++++ DATA EXTRACTS

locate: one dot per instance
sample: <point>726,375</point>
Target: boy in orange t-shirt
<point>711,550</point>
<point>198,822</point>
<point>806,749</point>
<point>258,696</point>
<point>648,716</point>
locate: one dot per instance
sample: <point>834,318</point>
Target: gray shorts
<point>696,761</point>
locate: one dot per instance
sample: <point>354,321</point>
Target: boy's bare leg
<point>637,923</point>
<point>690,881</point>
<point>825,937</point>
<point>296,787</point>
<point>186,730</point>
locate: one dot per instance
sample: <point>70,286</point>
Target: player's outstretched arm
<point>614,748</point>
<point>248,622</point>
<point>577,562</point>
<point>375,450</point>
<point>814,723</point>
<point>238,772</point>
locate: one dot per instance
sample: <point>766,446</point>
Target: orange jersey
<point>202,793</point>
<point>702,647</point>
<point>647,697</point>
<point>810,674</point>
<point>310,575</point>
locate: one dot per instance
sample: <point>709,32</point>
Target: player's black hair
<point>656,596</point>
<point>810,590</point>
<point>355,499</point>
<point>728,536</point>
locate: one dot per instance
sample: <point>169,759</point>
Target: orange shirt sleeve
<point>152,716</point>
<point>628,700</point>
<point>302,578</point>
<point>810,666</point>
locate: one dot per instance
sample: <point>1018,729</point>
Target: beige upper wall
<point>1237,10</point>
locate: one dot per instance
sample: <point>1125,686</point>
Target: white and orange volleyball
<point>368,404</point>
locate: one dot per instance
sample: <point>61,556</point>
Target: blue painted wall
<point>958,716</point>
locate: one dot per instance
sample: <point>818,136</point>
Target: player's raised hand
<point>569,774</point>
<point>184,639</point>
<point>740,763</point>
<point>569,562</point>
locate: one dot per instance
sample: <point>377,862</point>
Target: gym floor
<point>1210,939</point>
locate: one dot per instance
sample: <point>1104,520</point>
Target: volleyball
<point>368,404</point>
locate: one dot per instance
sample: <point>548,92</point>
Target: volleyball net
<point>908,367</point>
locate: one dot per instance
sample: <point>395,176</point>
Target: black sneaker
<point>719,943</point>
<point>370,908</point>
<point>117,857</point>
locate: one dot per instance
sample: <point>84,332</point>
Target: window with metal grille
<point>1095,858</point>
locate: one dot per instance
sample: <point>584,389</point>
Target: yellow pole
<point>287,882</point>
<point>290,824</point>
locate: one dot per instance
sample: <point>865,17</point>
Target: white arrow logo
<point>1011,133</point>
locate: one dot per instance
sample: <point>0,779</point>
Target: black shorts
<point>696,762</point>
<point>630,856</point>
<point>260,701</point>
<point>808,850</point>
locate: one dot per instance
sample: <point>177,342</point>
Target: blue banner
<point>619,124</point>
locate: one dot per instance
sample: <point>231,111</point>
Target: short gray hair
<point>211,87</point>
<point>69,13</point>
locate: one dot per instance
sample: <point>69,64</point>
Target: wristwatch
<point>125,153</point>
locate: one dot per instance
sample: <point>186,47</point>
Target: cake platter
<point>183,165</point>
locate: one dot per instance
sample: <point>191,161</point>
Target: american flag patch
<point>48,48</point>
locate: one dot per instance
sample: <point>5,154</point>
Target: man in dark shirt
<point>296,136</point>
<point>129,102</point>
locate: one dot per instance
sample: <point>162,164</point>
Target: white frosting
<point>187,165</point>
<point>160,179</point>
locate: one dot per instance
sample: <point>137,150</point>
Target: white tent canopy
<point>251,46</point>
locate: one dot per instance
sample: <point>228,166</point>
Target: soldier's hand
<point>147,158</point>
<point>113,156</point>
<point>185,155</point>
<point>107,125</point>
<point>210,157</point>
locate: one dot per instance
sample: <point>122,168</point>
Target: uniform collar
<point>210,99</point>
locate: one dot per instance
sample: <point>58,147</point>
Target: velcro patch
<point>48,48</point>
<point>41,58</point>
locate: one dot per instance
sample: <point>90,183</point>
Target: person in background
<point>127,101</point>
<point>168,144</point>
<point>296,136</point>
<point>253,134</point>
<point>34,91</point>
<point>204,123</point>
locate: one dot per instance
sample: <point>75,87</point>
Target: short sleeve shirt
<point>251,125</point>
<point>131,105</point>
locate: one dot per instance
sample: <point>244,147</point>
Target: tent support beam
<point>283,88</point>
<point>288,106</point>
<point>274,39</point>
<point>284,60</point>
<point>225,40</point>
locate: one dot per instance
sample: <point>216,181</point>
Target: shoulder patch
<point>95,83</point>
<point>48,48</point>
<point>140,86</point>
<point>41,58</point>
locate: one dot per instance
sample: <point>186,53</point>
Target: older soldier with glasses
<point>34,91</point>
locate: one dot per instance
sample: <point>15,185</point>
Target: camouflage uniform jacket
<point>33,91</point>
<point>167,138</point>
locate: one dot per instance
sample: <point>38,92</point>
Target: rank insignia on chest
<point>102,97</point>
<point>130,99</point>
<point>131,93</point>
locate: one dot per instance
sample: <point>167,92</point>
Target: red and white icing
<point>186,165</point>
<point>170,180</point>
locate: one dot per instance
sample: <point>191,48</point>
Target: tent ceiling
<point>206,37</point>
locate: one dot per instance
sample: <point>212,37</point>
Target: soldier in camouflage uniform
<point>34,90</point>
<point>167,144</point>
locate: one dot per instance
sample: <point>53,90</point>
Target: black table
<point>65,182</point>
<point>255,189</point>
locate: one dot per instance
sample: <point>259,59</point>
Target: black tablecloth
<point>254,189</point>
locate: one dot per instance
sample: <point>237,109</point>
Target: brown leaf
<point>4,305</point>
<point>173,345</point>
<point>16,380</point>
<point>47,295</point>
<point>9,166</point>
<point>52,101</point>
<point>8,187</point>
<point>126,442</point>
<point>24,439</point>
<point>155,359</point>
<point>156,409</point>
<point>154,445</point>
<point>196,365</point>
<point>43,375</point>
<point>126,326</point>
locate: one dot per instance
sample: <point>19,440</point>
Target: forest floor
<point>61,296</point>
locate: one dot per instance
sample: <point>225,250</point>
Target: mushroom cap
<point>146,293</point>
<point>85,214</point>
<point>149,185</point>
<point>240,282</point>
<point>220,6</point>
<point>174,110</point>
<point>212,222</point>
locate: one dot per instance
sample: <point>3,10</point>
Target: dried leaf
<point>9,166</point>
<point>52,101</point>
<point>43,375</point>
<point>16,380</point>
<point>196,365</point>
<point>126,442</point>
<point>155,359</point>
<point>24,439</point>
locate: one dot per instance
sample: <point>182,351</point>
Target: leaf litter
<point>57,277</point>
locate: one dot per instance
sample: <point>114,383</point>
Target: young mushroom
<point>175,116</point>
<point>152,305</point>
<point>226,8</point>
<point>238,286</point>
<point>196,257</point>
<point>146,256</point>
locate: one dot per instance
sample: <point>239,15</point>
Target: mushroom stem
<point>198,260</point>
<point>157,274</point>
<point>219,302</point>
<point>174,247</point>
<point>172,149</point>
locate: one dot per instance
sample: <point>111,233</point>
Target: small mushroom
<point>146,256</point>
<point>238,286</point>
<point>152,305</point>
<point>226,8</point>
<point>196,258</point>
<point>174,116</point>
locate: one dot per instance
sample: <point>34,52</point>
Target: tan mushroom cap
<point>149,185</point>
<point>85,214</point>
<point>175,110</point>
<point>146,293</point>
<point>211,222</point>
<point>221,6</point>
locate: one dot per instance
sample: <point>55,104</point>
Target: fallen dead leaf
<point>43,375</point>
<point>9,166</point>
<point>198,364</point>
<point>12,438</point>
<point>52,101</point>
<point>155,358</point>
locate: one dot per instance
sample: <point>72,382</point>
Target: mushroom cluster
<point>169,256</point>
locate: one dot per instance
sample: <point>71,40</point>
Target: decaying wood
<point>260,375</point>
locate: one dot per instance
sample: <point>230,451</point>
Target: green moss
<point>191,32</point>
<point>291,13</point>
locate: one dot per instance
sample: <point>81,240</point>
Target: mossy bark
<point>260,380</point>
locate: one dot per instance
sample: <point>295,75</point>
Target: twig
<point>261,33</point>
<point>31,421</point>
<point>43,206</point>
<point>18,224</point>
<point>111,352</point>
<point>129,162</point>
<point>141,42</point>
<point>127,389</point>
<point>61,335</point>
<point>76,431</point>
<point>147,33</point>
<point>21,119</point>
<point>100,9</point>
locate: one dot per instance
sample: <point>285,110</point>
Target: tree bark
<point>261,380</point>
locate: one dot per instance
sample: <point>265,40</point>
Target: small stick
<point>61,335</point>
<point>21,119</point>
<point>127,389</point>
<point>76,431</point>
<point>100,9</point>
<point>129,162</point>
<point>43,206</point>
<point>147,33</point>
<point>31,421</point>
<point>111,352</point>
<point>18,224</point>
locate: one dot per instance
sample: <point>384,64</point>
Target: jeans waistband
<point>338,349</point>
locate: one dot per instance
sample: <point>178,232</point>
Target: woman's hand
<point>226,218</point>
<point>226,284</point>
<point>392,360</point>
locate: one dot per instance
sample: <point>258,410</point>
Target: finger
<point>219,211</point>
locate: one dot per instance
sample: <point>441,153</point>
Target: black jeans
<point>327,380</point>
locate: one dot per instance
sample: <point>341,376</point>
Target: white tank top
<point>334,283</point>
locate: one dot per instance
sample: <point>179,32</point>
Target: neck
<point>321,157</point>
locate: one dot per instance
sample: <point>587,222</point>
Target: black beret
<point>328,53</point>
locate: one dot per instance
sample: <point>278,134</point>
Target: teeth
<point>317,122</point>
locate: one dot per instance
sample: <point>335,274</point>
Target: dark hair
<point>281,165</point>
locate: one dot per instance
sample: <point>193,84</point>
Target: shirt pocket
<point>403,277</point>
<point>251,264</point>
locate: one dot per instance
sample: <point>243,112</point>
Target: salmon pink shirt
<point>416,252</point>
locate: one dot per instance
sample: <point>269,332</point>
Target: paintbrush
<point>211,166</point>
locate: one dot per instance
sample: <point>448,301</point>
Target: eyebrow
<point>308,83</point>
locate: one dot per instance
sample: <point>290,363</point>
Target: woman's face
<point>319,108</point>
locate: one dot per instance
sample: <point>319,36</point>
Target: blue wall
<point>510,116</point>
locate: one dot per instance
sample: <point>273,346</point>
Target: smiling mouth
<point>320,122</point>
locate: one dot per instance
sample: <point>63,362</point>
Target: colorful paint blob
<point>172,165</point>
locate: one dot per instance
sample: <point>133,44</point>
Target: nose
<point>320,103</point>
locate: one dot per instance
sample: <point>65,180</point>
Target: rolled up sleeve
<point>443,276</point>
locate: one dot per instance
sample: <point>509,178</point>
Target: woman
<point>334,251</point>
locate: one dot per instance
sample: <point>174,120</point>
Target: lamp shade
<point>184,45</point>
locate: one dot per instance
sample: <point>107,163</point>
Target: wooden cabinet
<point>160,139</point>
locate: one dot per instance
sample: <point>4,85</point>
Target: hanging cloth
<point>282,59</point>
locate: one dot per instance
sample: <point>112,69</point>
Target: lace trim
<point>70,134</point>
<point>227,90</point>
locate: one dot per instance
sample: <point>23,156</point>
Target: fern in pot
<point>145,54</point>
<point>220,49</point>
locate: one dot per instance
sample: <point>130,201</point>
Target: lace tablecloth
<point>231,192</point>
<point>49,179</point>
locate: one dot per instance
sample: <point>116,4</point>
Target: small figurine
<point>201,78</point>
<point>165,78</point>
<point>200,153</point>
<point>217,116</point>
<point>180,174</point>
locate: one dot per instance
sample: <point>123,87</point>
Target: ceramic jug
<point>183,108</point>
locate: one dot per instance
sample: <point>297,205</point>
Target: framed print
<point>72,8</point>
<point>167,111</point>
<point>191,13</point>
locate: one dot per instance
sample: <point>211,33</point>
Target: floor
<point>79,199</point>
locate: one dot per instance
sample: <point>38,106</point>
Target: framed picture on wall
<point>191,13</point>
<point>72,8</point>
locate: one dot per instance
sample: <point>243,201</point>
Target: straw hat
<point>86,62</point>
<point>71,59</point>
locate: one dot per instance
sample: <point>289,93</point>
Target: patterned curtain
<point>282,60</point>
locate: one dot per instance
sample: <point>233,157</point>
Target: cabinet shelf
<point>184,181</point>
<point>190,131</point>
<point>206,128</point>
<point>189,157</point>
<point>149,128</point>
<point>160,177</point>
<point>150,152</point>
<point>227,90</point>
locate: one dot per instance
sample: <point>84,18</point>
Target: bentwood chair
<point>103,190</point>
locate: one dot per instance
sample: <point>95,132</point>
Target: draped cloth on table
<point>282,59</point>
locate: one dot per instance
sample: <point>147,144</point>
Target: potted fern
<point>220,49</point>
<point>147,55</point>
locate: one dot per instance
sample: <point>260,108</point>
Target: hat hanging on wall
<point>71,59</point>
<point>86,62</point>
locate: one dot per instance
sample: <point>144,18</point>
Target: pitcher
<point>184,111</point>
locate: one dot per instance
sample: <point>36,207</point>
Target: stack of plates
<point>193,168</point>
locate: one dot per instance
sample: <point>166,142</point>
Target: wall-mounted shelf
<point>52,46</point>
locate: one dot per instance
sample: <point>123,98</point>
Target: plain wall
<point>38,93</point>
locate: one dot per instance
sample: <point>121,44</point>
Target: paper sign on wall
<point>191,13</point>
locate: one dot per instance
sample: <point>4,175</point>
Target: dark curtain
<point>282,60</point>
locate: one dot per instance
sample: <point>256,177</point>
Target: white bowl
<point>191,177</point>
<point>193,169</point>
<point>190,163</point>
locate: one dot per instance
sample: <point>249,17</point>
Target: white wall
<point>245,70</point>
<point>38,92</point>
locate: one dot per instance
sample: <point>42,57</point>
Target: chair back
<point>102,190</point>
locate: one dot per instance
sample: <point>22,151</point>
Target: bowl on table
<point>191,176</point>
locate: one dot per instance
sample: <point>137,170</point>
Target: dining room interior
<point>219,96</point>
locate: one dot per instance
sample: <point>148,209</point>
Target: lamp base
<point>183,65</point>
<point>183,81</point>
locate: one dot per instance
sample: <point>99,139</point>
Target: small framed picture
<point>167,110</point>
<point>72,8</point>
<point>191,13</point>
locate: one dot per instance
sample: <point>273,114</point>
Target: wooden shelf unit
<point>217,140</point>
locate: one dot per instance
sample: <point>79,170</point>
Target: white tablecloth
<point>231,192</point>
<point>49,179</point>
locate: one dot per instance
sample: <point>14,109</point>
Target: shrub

++++++++

_REQUIRED WORK_
Set down each line of the material verbatim, from the first line through the line that contains "sample: <point>1125,686</point>".

_RESPONSE BELOW_
locate: one dot per instance
sample: <point>726,375</point>
Target: boy in orange t-shirt
<point>711,550</point>
<point>198,822</point>
<point>806,749</point>
<point>258,696</point>
<point>648,716</point>
locate: one dot per instance
sample: <point>834,318</point>
Target: gray shorts
<point>696,761</point>
locate: one dot per instance
sample: <point>354,321</point>
Target: boy's bare leg
<point>637,923</point>
<point>690,881</point>
<point>825,937</point>
<point>296,787</point>
<point>186,730</point>
locate: one dot per instance
sample: <point>70,286</point>
Target: player's outstretched arm
<point>614,748</point>
<point>248,622</point>
<point>577,562</point>
<point>375,450</point>
<point>814,723</point>
<point>238,772</point>
locate: one dot per instance
sample: <point>766,446</point>
Target: orange jersey
<point>202,793</point>
<point>702,647</point>
<point>647,697</point>
<point>810,674</point>
<point>310,575</point>
locate: one dot per instance
sample: <point>709,32</point>
Target: player's black hair
<point>656,596</point>
<point>810,590</point>
<point>355,499</point>
<point>728,536</point>
locate: one dot per instance
sample: <point>169,759</point>
Target: orange shirt sleeve
<point>152,716</point>
<point>628,700</point>
<point>302,578</point>
<point>810,666</point>
locate: one dot per instance
sample: <point>1018,729</point>
Target: beige upper wall
<point>1237,10</point>
locate: one dot per instance
sample: <point>1125,686</point>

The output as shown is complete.